◆ TEKST DO PRZECZYTANIA:
***

A ucha nie zazdroszczę... natrzyj się czymś na noc. Owiń szalikiem-ja tak dzisiaj spałam, ale ze względu na jakąś gulę w gardle- boli mnie gardło- przewiało mnie na dworze, za lekko byłam ubrana. Ula, fajnie z tym smokiem i pieluchą! Zawsze zazdrościłam mojej kumpeli, że tak jej dzieci usypiały. I to nie ważne gdzie, ale grunt,że pielucha była! O 19 zaczęłam akcję kąpanie... i dopiero o 20:30 zakończyłam (tzn. Damian usnął, Bartek jeszcze gada z M). Ile wam zajmują te wieczorne rytuały? Mi się nie chce wierzyć, że to aż półtorej godziny, a jak jestem sama, to o wiele dłużej...

***

◆ MATERIAŁ ŹRÓDŁOWY:

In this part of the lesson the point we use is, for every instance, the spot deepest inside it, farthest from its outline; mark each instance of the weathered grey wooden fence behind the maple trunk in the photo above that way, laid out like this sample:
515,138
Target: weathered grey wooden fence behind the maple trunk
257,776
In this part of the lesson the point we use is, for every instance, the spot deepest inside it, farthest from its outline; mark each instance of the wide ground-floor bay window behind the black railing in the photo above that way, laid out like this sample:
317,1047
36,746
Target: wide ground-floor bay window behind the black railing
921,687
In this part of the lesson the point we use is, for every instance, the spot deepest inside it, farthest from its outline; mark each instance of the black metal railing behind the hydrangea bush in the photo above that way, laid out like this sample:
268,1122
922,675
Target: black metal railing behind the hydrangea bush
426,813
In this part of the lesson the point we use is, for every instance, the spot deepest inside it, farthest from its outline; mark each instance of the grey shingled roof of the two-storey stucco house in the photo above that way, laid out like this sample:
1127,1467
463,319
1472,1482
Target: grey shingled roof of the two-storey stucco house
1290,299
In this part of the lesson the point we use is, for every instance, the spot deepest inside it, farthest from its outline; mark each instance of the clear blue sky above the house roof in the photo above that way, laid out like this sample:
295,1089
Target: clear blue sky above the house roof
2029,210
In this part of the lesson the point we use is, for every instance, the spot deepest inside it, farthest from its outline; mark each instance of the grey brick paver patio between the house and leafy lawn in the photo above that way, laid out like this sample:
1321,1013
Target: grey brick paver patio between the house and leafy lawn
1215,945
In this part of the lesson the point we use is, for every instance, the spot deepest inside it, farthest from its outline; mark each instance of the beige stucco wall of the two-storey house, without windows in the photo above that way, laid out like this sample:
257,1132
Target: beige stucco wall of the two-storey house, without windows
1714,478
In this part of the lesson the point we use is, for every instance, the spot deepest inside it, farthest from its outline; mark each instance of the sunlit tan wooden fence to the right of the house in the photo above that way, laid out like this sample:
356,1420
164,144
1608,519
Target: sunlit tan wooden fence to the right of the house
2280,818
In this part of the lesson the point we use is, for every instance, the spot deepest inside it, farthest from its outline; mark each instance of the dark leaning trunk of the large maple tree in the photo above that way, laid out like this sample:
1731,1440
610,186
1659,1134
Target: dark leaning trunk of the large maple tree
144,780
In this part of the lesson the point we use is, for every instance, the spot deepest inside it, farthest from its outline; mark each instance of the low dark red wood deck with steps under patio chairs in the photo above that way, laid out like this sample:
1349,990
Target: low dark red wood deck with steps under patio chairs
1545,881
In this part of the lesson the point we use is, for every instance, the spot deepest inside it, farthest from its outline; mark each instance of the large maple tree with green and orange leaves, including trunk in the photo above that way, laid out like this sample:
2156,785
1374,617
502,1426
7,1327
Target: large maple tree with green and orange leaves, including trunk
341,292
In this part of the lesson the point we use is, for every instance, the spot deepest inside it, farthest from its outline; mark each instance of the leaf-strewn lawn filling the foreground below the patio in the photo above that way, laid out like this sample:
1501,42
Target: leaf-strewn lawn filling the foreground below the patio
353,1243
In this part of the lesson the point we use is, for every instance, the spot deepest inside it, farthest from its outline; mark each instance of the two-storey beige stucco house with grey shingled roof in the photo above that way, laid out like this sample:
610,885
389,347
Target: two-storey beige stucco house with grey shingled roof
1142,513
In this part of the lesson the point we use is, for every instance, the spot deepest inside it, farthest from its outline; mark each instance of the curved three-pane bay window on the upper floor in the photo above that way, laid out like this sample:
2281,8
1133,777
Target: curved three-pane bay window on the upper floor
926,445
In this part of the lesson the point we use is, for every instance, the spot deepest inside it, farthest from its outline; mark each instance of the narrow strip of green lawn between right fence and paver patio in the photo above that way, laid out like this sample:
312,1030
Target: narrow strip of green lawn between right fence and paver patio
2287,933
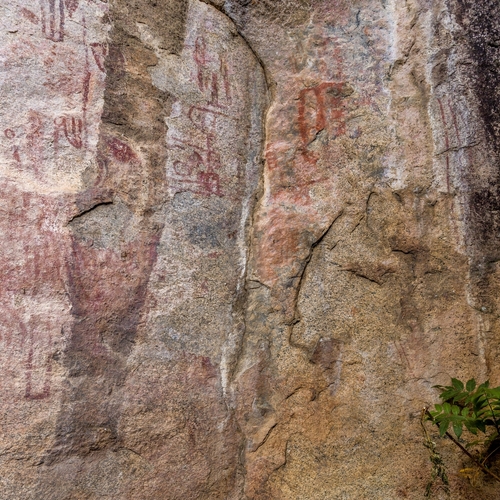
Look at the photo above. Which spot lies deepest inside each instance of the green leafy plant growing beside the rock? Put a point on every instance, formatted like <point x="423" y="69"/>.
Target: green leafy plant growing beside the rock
<point x="466" y="411"/>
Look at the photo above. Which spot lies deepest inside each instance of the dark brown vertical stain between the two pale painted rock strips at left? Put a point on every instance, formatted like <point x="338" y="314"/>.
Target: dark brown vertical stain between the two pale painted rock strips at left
<point x="115" y="235"/>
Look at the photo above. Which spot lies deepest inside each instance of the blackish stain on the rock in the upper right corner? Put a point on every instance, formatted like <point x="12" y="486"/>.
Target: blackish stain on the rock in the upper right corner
<point x="480" y="21"/>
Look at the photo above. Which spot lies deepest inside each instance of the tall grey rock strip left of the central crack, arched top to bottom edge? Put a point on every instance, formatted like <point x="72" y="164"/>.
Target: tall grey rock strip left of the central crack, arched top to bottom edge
<point x="193" y="307"/>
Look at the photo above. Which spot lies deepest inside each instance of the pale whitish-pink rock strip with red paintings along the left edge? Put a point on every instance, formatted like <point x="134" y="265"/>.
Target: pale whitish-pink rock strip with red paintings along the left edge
<point x="51" y="93"/>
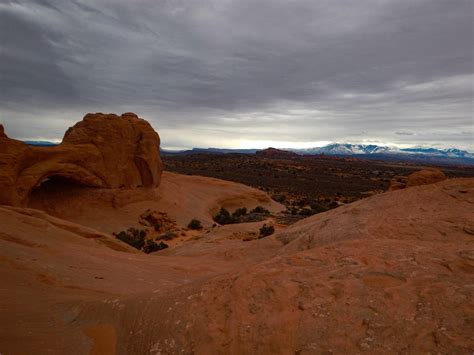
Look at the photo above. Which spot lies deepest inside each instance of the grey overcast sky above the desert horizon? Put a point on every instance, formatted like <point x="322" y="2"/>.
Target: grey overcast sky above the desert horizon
<point x="243" y="73"/>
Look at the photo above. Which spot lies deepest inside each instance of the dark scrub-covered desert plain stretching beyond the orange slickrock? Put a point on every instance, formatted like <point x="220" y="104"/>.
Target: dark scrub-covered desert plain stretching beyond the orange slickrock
<point x="315" y="183"/>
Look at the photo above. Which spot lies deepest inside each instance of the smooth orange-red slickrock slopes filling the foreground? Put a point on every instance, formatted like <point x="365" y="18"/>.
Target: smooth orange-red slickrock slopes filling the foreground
<point x="389" y="274"/>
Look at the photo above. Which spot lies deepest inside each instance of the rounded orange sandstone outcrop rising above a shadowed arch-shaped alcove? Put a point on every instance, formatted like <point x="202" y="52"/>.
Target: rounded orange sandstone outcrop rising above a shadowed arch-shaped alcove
<point x="102" y="150"/>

***

Oceń, czy poniższe zdania zgadzają się z wpisem o wieczornym usypianiu dzieci. Przy każdym napisz „tak” lub „nie” i przytocz rozstrzygające słowa tekstu: (a) Kąpanie rozpoczęło się o 19. (b) O 20:30 obaj chłopcy już spali. (c) Gdy osoba pisząca jest sama, wieczorne rytuały trwają krócej.

(a) Tak: „O 19 zaczęłam akcję kąpanie”.
(b) Nie: „Damian usnął, Bartek jeszcze gada z M”.
(c) Nie: „a jak jestem sama, to o wiele dłużej”.